Provided text:
>>>>>
As she stares down the barrel of an 11-year prison sentence, Theranos fraudster Elizabeth Holmes unveiled her new persona — Liz Holmes, the remorseful and soft-spoken mother of two — in an interview with The New York Times.
In the profile, which received backlash online by those critical of the paper’s willingness to give Holmes a platform, the Theranos founder reflected on how the media has portrayed her. Amanda Seyfried won an Emmy for playing Holmes in the Hulu miniseries “The Dropout,” and Jennifer Lawrence was set to embody the same role in a movie directed by Adam McKay. She has since dropped out of the project.
“They’re not playing me,” Holmes said of the actors who have donned her signature black turtleneck and red lipstick. “They’re playing a character I created.”
Holmes told the Times that she created this persona because “I believed it would be how I would be good at business and taken seriously and not taken as a little girl or a girl who didn’t have good technical ideas. Maybe people picked up on that not being authentic, since it wasn’t.”
Hulu had no comment when asked by PvNew about the possibility of a follow-up to “The Dropout” based on more recent developments.
Even though “The Dropout” was billed as a limited series, in April 2022 Seyfried expressed interest in playing Holmes again. “I’m not kidding, a two-hour special. Come on!” Seyfried told PvNew in a joint interview with “The Dropout” showrunner Elizabeth Meriwether.
<<<<<
Collected data entries:
>>>>>
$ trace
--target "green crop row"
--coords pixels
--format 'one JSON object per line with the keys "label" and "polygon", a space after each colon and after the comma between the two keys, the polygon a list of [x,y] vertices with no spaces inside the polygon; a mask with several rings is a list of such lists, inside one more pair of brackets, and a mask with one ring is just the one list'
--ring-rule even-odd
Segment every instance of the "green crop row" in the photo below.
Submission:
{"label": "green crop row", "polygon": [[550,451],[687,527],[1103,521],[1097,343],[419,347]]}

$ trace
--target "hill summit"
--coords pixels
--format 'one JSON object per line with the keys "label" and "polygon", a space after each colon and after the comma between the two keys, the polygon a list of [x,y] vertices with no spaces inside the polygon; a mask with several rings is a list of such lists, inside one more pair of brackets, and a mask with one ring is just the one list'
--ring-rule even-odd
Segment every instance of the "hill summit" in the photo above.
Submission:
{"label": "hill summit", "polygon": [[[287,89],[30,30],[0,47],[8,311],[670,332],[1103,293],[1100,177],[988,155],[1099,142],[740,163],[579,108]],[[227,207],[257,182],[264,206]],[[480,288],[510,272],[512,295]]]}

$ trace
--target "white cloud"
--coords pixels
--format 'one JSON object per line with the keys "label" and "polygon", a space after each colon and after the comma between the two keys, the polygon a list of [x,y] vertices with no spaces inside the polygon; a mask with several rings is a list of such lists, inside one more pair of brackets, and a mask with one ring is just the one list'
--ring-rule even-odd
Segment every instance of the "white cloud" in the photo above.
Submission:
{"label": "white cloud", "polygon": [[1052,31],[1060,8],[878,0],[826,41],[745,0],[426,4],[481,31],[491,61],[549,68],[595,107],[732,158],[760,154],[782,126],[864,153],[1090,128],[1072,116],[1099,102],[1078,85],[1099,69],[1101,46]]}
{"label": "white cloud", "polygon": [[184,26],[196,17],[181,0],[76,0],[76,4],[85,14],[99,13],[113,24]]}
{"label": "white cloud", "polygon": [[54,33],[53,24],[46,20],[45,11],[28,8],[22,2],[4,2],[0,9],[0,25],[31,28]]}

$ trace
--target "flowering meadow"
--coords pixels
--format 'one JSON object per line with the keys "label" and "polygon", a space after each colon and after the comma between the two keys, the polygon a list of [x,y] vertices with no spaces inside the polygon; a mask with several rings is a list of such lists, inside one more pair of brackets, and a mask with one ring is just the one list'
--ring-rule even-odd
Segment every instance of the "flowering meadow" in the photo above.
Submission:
<<<<<
Resume the article on Elizabeth Holmes's New York Times interview, starting after its last sentence. The listing is not needed for this work.

Holmes founded the doomed medical startup firm Theranos at age 19 with the promise of a revolutionary blood-testing device that could detect a wide range of illnesses with just a finger prick. She quickly became one of the world’s most-celebrated tech leaders and the youngest self-made female billionaire. Then, when a Wall Street Journal investigation questioned whether her flagship technology actually worked, Holmes found herself at the center of one of the biggest corporate fraud scandals in history.
In November 2022, Holmes was sentenced to more than 11 years in prison on four counts of fraud. A prosecutor said the case was “about fraud, about lying and cheating,” alleging that Holmes raised millions of dollars from investors while misleading them about her technology’s capabilities.
During her criminal trial, Holmes delivered a tearful testimony in which she said, “I stand before you taking responsibility for Theranos. It was my life’s work. I am devastated by my failings. I have felt deep pain for what people went through, because I failed them. To investors, patients, I am sorry. I regret my failings with every cell of my body.”